(SELECTED EXCERPT)
That's because the companies I advise on data and tech strategy want to know what they should do now – or very soon – to leverage the opportunities of digital transformation.

But it's also worth taking a longer view. I believe that in 10 years' time, the AI that's a part of everyday life will be as far evolved from today's AI as today's internet is from the internet of the early days.

In his excellent book The Coming Wave, Mustafa Suleyman notes that every wave of technology-driven change – from the combustion engine to the internet – has revolutionized society in a shorter time span than the previous wave. So, I don't think we'll have to wait 30 or even 20 years until AI is utterly engrained in all aspects of life.

Instead, let's look ahead just 10 years to 2034. Halfway through the next decade, a lot will have changed, but what will AI look like? Here's what I think!

Is The Quest For AGI Over?

Artificial General Intelligence (AGI) is among the holy grail goals of AI development.

Specifically, it refers to strong AIs that are capable of learning to do any job simply by being told what to do rather than how to do it. This contrasts with most narrow AI of today, which is specialized – designed to learn and get better at one particular task or field of work.

Multi-modal foundation models of today - like GPT-4 - appear to be getting close to AGI capabilities with their wide-ranging applications. But by 2034, we might have reached what we now consider "true" AGI. This doesn't necessarily mean we'll be producing sentient robots or computers as we've seen in science fiction, but enhancing current AI systems to work more intelligently and autonomously on everyday tasks.

This means AI will be even more intuitive and efficient in assisting us at work and home and capable of understanding and executing tasks in ways we might not ever consider.

However, achieving AGI also raises ethical concerns. While it doesn't mean AI will surpass human intelligence (that's the singularity, a separate event), we'll still have to take steps to ensure that everything it is doing is in our best interests. And safeguards will have to be in place for times when its own ideas about what that means might be different from our own.
(End SELECTED EXCERPT)
(EXTRACTED ENTRIES)
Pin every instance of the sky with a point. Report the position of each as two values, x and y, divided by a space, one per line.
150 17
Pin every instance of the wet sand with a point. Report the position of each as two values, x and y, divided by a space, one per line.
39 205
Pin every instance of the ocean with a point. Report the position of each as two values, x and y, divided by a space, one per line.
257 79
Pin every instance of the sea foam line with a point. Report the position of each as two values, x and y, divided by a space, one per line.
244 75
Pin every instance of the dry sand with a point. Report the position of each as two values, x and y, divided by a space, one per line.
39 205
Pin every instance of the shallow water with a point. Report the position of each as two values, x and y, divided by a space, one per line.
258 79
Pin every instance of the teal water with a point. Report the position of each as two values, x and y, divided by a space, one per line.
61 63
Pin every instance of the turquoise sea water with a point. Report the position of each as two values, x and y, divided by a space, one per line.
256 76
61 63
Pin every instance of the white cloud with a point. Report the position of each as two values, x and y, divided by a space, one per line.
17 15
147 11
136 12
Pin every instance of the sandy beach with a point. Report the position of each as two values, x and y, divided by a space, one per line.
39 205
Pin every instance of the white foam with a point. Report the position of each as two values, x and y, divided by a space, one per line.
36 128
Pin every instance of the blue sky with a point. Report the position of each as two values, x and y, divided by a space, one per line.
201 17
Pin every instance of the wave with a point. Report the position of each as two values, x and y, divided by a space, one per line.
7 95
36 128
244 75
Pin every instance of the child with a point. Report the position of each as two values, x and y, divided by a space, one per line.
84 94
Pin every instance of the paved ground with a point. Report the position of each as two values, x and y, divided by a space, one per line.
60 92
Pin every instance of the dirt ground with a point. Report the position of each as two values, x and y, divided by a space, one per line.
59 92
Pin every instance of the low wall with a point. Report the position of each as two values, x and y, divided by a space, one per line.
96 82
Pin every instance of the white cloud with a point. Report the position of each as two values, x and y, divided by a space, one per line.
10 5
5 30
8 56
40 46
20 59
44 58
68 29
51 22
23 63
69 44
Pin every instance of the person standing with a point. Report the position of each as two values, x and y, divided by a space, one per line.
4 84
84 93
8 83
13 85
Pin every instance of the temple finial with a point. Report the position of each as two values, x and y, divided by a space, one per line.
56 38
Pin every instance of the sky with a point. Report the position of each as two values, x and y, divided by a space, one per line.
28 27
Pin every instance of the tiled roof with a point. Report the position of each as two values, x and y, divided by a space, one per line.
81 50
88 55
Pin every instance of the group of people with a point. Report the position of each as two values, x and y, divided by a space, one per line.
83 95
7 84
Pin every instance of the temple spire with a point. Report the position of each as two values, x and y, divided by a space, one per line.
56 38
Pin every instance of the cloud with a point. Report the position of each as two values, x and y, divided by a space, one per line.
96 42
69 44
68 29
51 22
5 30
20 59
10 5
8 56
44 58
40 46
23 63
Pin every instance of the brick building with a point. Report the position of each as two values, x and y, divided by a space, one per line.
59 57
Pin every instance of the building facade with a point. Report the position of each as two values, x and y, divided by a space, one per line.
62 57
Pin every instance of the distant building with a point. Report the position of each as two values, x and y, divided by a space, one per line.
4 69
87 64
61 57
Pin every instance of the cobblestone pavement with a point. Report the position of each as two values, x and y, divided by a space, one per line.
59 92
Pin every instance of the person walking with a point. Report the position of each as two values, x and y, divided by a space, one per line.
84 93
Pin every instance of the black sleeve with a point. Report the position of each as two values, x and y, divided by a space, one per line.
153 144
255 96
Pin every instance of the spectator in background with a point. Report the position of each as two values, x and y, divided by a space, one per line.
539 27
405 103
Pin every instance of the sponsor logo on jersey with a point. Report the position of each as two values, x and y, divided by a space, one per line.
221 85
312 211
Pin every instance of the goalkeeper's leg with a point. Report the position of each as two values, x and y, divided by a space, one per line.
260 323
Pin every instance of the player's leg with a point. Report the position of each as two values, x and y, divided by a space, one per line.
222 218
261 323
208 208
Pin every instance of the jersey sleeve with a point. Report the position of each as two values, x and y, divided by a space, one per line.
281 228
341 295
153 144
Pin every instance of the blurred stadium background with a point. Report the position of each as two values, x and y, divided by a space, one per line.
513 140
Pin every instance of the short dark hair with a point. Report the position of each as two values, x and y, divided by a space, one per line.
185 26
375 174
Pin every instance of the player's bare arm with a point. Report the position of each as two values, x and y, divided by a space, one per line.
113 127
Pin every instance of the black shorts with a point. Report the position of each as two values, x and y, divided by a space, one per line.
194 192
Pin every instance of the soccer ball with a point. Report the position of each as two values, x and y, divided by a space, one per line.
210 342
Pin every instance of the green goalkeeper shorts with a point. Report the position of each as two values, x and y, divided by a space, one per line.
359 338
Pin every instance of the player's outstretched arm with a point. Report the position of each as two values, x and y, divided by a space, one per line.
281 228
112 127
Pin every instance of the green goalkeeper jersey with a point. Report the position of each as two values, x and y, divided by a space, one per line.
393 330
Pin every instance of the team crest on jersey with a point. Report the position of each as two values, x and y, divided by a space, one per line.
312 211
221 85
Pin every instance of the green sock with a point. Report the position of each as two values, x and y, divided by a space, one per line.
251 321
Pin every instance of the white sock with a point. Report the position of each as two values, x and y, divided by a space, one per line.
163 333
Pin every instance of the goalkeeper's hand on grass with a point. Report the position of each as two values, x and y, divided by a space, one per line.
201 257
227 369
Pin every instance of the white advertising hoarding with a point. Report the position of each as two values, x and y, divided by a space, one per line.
(End EXTRACTED ENTRIES)
• _THE PROBLEM_
In the passage on AI in 2034, copy the part that opens with the words containing "In his excellent" and closes with "field of work.", swapping "holy grail" for "ultimate". The data here is separate material, unrelated to the passage on AI in 2034.

• _FINAL ANSWER_
In his excellent book The Coming Wave, Mustafa Suleyman notes that every wave of technology-driven change – from the combustion engine to the internet – has revolutionized society in a shorter time span than the previous wave. So, I don't think we'll have to wait 30 or even 20 years until AI is utterly engrained in all aspects of life.

Instead, let's look ahead just 10 years to 2034. Halfway through the next decade, a lot will have changed, but what will AI look like? Here's what I think!

Is The Quest For AGI Over?

Artificial General Intelligence (AGI) is among the ultimate goals of AI development.

Specifically, it refers to strong AIs that are capable of learning to do any job simply by being told what to do rather than how to do it. This contrasts with most narrow AI of today, which is specialized – designed to learn and get better at one particular task or field of work.